We all know the saying “you have to spend money to make money”, which is a way of saying that starting a new business almost always comes with a cost at first. Jessica Brady from Fox & Hare says that a good rule of thumb is to consider what your costs will be over the first 12 months of the business and make sure you have that in the bank before you get started.
By day, Chantelle Ellem runs the successful blog Fat Mum Slim. By night, she runs boho curvy clothing company Ada + Lou with friend and business partner Rebel Wylie, a side hustle the pair began in September 2019. Ellem warns that the days can be long but it’s worth it. “We’re both still working almost full-time alongside running Ada + Lou and parenting our kids, too,” she says, estimating that she puts in around 15 hours a week on this business on top of her other work. “Most of the time we’re exhausted, and the juggle of switching hats between real work, Ada + Lou and mum life is really hard, but we can see the bigger picture and how happy our customers are, so we keep at it!”

— Exercise material —
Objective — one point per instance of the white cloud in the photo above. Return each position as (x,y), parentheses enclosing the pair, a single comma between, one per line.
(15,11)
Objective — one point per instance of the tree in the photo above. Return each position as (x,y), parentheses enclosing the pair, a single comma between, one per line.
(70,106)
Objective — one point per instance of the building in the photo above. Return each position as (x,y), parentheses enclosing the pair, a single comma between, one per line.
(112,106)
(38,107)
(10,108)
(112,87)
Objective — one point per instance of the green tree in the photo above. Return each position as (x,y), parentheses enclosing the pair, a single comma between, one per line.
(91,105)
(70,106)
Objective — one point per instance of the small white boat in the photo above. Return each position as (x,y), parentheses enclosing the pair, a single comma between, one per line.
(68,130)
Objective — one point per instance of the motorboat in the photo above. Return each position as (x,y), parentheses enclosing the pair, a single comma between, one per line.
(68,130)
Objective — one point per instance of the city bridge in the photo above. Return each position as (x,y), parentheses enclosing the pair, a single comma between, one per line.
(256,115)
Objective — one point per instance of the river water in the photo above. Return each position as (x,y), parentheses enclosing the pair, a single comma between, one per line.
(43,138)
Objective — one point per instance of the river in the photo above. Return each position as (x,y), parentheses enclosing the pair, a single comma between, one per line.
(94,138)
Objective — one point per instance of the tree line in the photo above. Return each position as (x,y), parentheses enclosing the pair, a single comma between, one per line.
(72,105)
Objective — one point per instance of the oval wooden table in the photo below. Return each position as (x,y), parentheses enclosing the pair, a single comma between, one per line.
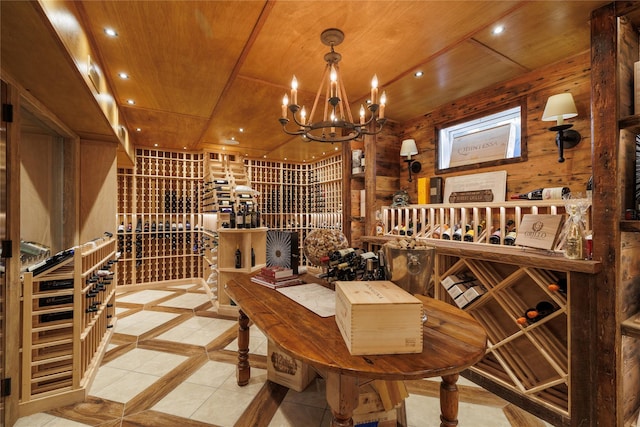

— Written problem A —
Multiply each coordinate in the answers by 2.15, rounding to whole numbers with halves going up, and write out every line of the entries from the line that contains "Objective — one point per instance of the green" through the last line of the entries, keeping all other wording unchanged. Omit the pictures.
— Written problem B —
Write what comes next in the passage about starting a small business.

— Exercise response A —
Objective — one point per instance of the green tree in the photo above. Return each position as (x,y), parentheses enclosing the pair, a single comma between, one per line.
(196,226)
(151,228)
Objective — one point per instance of the small white boat in the photo above. Return each position as (x,y), parentheses enclosing the pair, a single comma between, one per line.
(146,280)
Objective — one point per instance of the motorboat in the photo above. Return each position as (x,y), parentheses enclosing the pair, a single comma between, one per line.
(146,280)
Objective — one point per instance of the city bridge in the photo above. Return each position as (x,y), parentheses enclosing the pair, a single comma between, one per line.
(550,247)
Objective — one point per instance of the river water in the photo above. Return each position as (x,y), parentheses enclosing the pair, a single comma between, one per line.
(92,297)
Objective — one point per instance of the river in the photo above. Return each position as (x,y), parentheses enclosing the pair, a single comma between, one per line.
(202,297)
Objective — one point per instance of the tree line in the photo above. Return each position as (x,y), parentheses enclosing the pair, a single comma between, one per line.
(155,226)
Objective — one point per instance of the oval wooden table in the photo below. Return each position as (x,y), parentheses enclosing the pair, a single comma between, one per line.

— Exercise response B —
Aromababy’s Cervasio recommends the free online listing space at Small Business First, a business-boosting initiative started by celebrity finance guru David Koch. State chambers of commerce could also offer free seminars and workshops. And Ellem suggests you approach people who have gone before you and simply ask for tips. “Starting out, we asked if we could take people in the industry to morning tea to pick their brains and we got some really invaluable advice,” she says.
It’s not the most exciting part of starting a business, but it’s important. Depending on the area you’re moving into, Regie Anne Gardoce from business law firm Sprintlaw suggests you get good advice about ABNs, insurance, liability protections and contract constraints, particularly if your side hustle is in the same industry as your main job, which could cause conflicts.